Directions →
No pictures belong in the answer. Repeat all the entries exactly.

****************************************

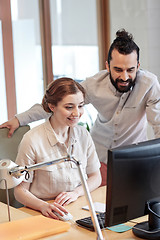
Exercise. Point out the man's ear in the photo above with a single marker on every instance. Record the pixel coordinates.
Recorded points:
(107, 66)
(51, 106)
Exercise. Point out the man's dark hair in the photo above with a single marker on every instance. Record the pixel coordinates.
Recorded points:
(124, 44)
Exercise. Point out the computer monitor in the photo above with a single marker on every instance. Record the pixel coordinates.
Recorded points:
(133, 179)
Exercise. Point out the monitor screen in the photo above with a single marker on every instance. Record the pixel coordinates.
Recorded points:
(133, 178)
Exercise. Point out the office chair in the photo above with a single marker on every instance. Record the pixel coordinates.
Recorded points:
(8, 150)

****************************************

Task answer →
Exercise. Point out the man's ear in the photo above with a single marker on every instance. Record the pixel coordinates.
Recorded points:
(107, 66)
(51, 106)
Exercise. Point out the man's dark hair in the photo above with a single marker on every instance. Record the pixel coordinates.
Recorded points:
(124, 44)
Exercise. Point out the computer monitor in the photo above with a single marker on every instance. Record the pixel coordinates.
Recorded points:
(133, 179)
Exercise. Point out the monitor screen in the photo above with a single marker on every instance. Record the pixel coordinates.
Recorded points:
(133, 178)
Exercise. Point out the office chair in the photo above with a single marker on every instance. Record the pixel coordinates.
Recorded points:
(8, 150)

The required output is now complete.